The Australian Royal Commission into Institutional Responses to Child Sexual Abuse has just released its Criminal Justice Report in which it deals with many matters relating to the way child sexual abuse within institutions is handled by the Australian criminal justice system. In the course of that report, it recommends mandatory reporting of all suspected child sexual abuse within institutions and the creation of new offences of failing to take proper care to prevent such abuse.
One recommendation that understandably created some media interest is that there should be no exemption to the reporting requirements for information provided in confession.
The Commission’s report produces convincing evidence, not only in Australia, but also overseas, that priest sex abusers used confession as a means of assuaging their guilt. It made it easier for them to repeat their crimes because confession was always available.
In a response to the Report, Fr Frank Brennan S.J. stated that a civil law requirement for priests to break the seal of confession was unlikely to lead to better protection for children because abusers would not confess such matters if they knew they had to be reported. Brennan said that he would disobey any such law and accept the consequences.

RECORD EXCERPTS
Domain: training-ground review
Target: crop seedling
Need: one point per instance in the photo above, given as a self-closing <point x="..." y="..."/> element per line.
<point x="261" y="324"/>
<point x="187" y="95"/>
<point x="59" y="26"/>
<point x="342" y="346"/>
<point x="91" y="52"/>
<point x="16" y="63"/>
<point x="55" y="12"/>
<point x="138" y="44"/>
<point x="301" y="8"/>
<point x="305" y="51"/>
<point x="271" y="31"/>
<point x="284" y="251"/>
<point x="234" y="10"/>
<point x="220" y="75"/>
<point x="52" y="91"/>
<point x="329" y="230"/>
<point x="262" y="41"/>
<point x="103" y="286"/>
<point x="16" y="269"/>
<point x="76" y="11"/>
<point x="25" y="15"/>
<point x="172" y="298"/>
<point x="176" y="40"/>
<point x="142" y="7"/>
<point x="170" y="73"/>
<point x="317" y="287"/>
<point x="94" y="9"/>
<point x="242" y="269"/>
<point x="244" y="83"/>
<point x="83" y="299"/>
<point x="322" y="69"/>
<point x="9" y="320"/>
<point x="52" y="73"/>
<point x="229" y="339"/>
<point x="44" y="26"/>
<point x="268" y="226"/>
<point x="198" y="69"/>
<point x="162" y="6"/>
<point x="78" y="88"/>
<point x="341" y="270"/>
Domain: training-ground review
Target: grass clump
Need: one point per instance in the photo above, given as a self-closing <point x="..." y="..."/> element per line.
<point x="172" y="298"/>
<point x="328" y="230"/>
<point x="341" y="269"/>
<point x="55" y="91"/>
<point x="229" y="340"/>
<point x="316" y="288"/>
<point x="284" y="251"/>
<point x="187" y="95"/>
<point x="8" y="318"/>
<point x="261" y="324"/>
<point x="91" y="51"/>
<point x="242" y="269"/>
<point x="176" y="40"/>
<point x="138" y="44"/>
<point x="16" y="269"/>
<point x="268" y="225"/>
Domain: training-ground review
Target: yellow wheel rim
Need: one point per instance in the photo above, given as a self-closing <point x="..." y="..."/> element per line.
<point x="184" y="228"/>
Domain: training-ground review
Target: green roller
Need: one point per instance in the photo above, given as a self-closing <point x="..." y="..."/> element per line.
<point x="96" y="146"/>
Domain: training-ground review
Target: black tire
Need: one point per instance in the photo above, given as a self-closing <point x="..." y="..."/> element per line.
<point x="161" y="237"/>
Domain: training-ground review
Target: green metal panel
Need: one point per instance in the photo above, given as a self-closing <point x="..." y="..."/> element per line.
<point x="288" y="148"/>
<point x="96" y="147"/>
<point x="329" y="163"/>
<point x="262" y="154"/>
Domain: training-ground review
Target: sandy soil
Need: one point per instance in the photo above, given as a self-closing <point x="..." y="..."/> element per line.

BRIEF A
According to the Royal Commission text, what did Fr Frank Brennan say he would do about a law requiring priests to break the seal of confession?
BRIEF B
Check each statement against the Royal Commission text and say whether it agrees, quoting the words that decide it.
(i) The Commission's evidence that abusers used confession to ease their guilt came only from Australia.
(ii) The report recommends new offences of failing to take proper care to prevent abuse.
(iii) Brennan argued that abusers would keep confessing such matters even if priests had to report them.
BRIEF C
Copy out the stretch of the Royal Commission text from "The Australian Royal" through "provided in confession.".

EXERCISE RESULT A
He said he would disobey such a law and accept the consequences.

EXERCISE RESULT B
(i) No: "not only in Australia, but also overseas"
(ii) Yes: "the creation of new offences of failing to take proper care to prevent such abuse"
(iii) No: "abusers would not confess such matters if they knew they had to be reported"

EXERCISE RESULT C
The Australian Royal Commission into Institutional Responses to Child Sexual Abuse has just released its Criminal Justice Report in which it deals with many matters relating to the way child sexual abuse within institutions is handled by the Australian criminal justice system. In the course of that report, it recommends mandatory reporting of all suspected child sexual abuse within institutions and the creation of new offences of failing to take proper care to prevent such abuse.
One recommendation that understandably created some media interest is that there should be no exemption to the reporting requirements for information provided in confession.